------ LISTING ------
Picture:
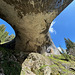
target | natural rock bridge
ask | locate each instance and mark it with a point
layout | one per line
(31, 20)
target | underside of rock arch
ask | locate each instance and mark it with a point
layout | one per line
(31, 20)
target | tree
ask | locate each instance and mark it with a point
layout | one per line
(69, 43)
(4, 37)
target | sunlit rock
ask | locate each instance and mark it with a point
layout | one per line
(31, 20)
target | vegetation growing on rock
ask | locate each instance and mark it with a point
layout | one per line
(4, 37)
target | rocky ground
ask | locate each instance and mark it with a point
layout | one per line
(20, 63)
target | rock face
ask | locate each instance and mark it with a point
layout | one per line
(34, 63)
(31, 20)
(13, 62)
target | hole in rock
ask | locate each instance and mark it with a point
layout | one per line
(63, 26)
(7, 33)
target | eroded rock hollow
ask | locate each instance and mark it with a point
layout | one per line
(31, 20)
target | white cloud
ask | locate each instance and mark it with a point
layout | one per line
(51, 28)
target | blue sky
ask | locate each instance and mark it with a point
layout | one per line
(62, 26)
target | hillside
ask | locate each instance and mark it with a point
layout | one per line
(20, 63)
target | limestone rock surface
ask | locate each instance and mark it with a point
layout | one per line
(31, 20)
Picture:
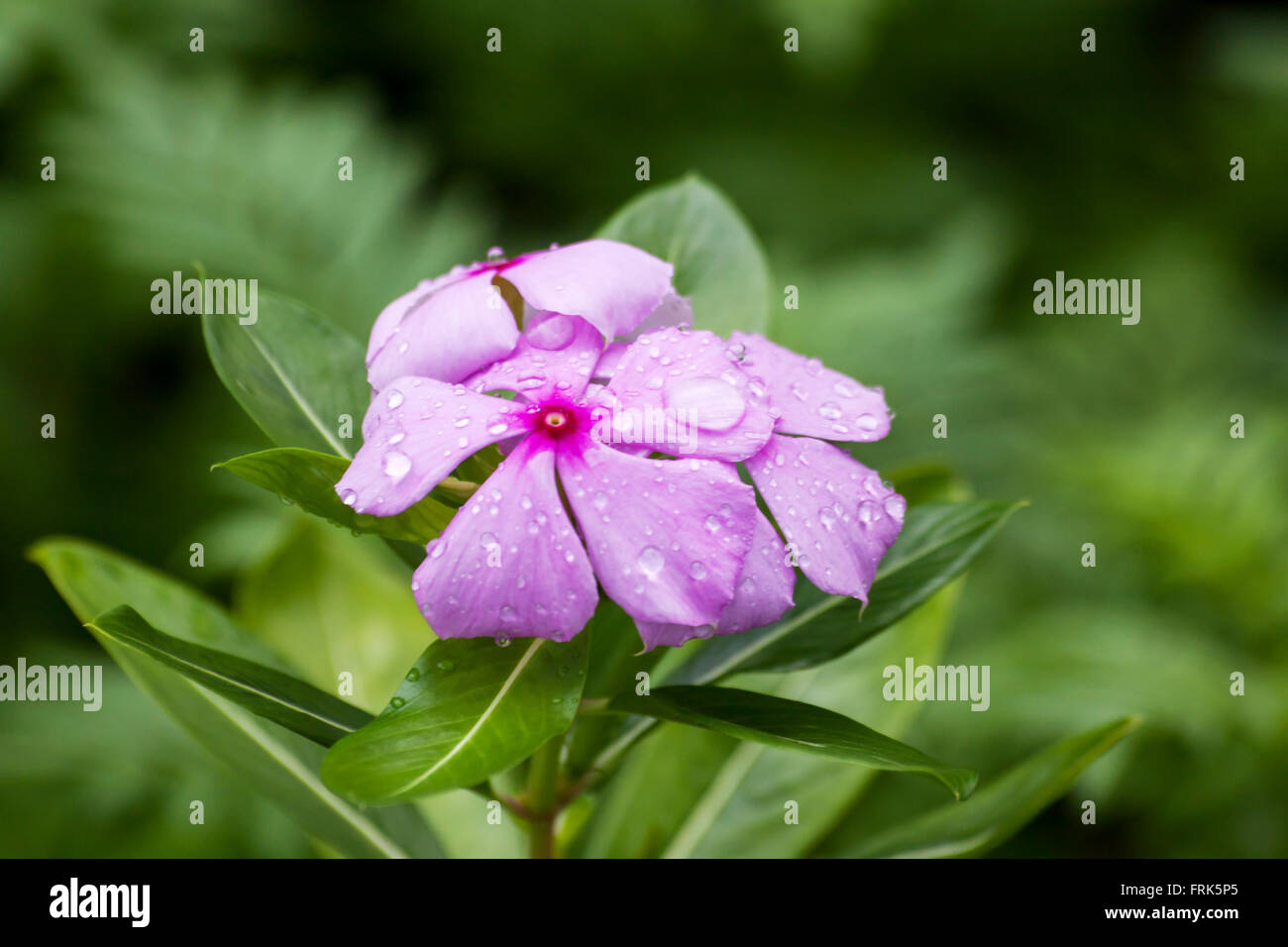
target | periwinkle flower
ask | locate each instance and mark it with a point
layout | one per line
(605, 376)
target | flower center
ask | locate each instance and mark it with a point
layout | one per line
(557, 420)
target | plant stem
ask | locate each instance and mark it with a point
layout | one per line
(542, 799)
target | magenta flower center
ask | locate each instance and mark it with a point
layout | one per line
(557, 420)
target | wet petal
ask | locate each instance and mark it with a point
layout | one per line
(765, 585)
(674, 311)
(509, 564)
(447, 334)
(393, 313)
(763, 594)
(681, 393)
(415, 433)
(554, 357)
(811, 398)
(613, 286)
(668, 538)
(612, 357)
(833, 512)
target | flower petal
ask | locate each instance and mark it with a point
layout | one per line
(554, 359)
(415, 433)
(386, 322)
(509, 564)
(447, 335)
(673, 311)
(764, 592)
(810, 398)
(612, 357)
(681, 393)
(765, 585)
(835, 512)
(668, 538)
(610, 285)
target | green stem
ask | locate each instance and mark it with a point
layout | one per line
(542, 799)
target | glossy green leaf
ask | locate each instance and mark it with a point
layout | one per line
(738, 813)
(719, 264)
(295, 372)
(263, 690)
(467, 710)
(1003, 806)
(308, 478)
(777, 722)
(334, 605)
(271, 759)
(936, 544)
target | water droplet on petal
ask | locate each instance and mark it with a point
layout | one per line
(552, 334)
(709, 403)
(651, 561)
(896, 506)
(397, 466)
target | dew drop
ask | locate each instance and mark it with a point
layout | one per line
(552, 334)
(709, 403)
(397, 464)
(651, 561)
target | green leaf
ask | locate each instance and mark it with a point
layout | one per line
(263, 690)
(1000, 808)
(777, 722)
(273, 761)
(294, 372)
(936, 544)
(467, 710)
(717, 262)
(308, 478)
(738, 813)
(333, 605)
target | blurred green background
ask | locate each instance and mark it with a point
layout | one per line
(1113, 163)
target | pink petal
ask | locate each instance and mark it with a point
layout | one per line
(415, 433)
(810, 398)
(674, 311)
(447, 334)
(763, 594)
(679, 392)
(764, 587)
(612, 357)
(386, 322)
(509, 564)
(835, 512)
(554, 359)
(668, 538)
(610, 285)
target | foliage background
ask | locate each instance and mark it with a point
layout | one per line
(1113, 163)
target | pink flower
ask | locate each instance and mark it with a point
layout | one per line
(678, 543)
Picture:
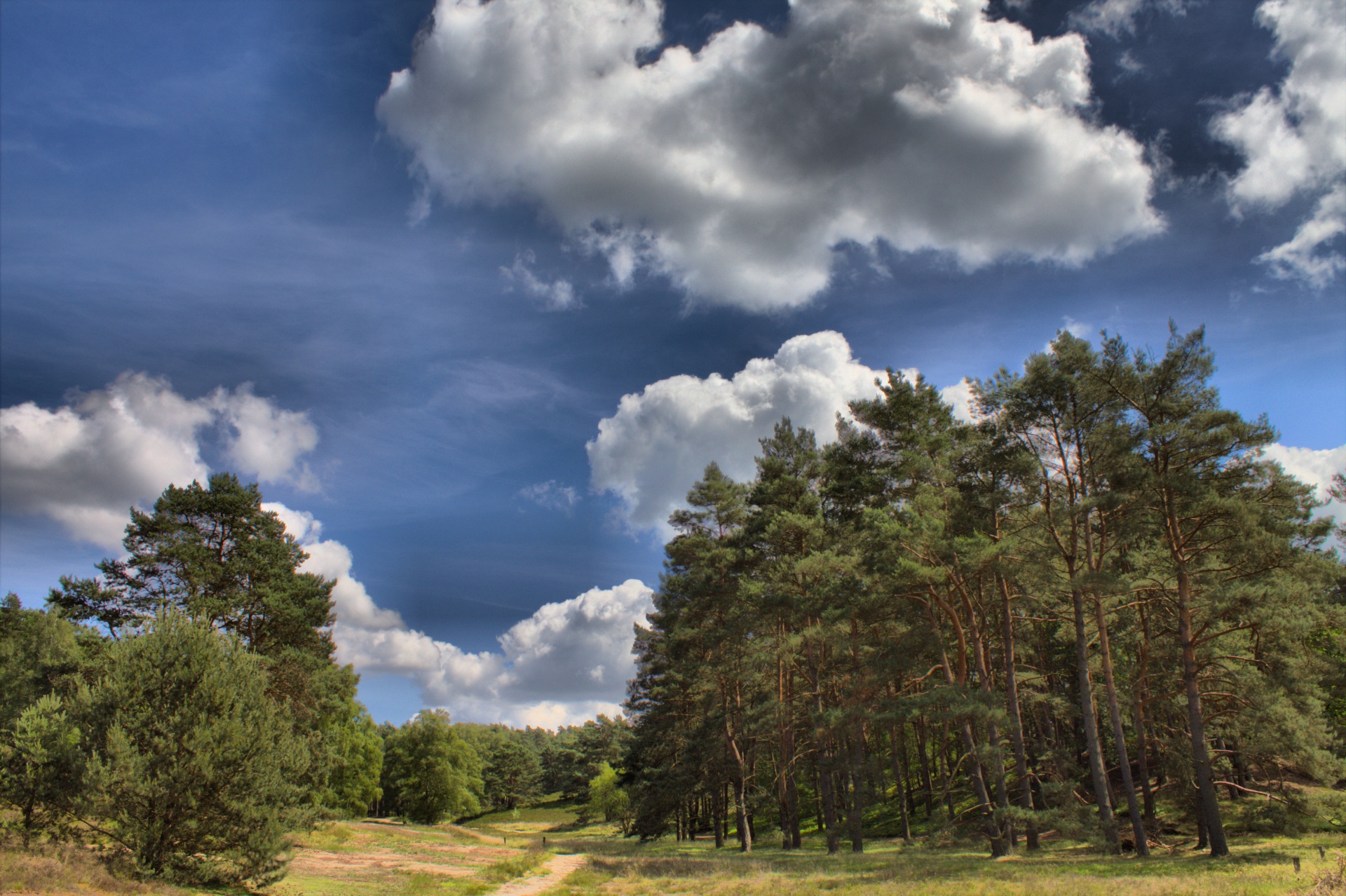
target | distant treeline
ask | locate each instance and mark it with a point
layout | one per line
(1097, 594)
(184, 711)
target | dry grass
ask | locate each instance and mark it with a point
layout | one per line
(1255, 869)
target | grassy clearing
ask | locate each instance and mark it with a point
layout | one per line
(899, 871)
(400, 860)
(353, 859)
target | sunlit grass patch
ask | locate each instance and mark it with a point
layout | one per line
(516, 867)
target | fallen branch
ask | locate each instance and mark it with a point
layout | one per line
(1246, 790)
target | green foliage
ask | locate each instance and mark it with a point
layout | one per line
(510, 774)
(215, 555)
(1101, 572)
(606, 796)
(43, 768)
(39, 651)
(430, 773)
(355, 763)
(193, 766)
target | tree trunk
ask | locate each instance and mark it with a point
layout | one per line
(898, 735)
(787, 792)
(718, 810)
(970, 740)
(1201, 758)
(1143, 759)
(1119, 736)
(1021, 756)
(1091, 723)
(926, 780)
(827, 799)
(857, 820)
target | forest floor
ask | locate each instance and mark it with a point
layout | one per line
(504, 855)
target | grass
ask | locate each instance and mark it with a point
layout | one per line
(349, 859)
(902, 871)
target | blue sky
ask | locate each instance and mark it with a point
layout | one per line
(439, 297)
------
------ LISTING ------
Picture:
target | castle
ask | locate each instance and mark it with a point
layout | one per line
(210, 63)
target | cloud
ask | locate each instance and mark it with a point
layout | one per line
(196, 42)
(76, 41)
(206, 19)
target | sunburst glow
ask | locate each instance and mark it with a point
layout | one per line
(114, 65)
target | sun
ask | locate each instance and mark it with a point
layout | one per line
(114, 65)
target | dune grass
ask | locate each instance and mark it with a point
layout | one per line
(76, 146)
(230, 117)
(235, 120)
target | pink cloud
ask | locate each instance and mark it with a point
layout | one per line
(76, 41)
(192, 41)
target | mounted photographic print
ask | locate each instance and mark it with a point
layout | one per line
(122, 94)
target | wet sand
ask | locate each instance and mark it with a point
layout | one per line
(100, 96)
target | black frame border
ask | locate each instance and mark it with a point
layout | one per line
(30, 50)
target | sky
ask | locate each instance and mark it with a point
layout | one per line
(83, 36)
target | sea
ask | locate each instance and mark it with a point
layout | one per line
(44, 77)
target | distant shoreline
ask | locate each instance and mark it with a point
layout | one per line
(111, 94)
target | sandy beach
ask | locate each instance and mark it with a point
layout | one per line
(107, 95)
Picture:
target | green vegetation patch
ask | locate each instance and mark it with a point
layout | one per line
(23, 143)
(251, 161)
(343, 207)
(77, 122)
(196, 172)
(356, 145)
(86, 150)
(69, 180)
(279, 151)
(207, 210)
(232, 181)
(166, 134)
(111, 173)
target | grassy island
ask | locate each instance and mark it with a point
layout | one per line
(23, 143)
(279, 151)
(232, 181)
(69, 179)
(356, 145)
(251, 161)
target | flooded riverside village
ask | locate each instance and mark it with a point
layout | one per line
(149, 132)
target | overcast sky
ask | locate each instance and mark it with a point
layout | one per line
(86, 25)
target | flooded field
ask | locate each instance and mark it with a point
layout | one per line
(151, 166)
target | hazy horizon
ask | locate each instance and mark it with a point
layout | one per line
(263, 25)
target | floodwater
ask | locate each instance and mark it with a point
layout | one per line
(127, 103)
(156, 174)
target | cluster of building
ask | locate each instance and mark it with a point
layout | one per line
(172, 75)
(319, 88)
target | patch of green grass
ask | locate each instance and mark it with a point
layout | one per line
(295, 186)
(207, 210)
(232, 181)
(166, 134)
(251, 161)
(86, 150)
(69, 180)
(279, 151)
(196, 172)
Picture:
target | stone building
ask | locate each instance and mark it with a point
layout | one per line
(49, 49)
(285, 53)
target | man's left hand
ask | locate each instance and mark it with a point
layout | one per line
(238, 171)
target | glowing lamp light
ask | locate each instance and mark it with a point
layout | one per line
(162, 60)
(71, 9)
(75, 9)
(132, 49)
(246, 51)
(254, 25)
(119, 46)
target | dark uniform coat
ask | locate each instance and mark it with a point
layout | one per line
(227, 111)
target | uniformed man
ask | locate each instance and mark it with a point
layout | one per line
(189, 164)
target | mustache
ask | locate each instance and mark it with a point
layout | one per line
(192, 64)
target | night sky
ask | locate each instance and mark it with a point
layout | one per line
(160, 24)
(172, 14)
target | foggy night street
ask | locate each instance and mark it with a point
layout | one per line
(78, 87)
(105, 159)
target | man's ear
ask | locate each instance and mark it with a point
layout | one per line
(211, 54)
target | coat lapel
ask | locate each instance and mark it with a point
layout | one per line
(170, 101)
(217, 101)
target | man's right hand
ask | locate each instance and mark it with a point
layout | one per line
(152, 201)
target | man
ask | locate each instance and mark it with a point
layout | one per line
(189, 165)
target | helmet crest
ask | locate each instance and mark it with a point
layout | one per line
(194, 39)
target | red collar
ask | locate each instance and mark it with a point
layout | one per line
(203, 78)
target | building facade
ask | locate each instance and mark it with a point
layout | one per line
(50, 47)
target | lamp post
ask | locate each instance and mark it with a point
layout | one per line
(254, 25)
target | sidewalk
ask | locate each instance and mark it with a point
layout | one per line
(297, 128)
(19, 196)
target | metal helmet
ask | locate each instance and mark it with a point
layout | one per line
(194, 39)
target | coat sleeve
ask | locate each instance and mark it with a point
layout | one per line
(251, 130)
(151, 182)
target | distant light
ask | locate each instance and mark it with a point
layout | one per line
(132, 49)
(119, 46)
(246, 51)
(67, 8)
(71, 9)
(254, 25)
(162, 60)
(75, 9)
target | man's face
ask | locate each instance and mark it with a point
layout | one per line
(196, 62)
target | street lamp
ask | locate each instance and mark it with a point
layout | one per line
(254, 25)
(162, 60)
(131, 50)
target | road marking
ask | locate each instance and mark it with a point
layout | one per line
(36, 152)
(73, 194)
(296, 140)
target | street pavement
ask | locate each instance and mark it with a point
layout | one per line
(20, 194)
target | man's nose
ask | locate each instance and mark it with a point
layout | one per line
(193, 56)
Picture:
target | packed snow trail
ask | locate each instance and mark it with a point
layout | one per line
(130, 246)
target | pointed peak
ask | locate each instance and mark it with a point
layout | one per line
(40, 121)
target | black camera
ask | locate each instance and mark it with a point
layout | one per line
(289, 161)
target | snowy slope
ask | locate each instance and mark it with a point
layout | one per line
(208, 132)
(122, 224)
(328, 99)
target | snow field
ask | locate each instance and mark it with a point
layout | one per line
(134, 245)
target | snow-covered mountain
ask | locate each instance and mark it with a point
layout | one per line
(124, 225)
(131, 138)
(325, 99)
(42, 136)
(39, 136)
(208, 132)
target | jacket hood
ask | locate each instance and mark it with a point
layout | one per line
------
------ LISTING ------
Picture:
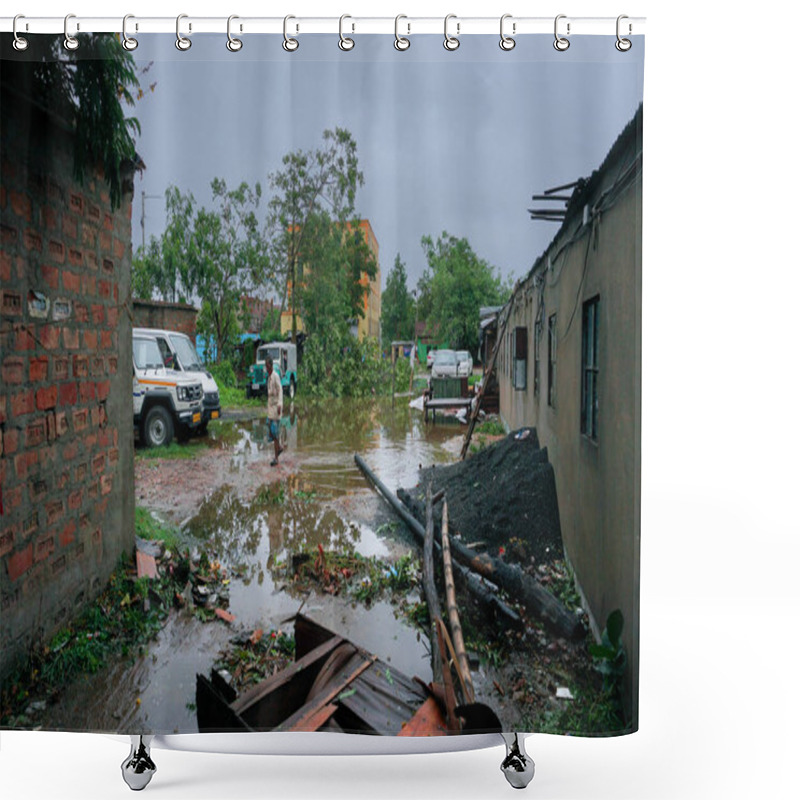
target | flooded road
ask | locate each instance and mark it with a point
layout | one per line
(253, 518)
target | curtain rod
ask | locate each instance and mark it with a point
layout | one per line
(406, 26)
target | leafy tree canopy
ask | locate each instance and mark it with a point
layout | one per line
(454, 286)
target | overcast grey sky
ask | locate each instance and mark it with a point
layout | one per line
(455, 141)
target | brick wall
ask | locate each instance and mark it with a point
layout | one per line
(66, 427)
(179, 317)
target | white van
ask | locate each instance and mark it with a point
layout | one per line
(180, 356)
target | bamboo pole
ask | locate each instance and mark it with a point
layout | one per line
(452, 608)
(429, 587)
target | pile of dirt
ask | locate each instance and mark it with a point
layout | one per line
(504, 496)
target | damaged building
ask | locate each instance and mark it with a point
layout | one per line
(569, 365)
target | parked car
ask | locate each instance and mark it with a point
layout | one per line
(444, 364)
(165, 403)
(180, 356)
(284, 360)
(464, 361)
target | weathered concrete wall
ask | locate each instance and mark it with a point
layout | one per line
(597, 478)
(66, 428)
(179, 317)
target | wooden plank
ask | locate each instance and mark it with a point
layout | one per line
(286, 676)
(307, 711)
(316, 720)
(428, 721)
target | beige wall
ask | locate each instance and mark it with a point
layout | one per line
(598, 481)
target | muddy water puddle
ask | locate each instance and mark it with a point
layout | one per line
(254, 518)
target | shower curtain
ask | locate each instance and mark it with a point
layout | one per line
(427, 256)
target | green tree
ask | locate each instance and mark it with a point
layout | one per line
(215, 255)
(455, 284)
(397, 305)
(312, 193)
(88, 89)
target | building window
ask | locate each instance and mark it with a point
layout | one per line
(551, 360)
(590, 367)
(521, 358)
------
Starting with the line that contains "target | dry grass" and going on through the line that contains "(1246, 790)", give those rows as a JSON list of strings, one string per line, leaving out any blank lines.

[
  "target | dry grass",
  "ask | locate each instance and mark it with a point",
  "layout | one per line",
  "(1255, 869)",
  "target | grassy clearing",
  "ask | locate each instance and mark it with a point",
  "layout | one per line",
  "(899, 871)",
  "(400, 860)",
  "(353, 859)",
  "target | sunlit grass patch",
  "ask | locate each instance and mark it with a point",
  "layout | one per line",
  "(516, 867)",
  "target | fallen branch",
  "ask | locate each instance and mark it with a point",
  "layout | one per line",
  "(1246, 790)"
]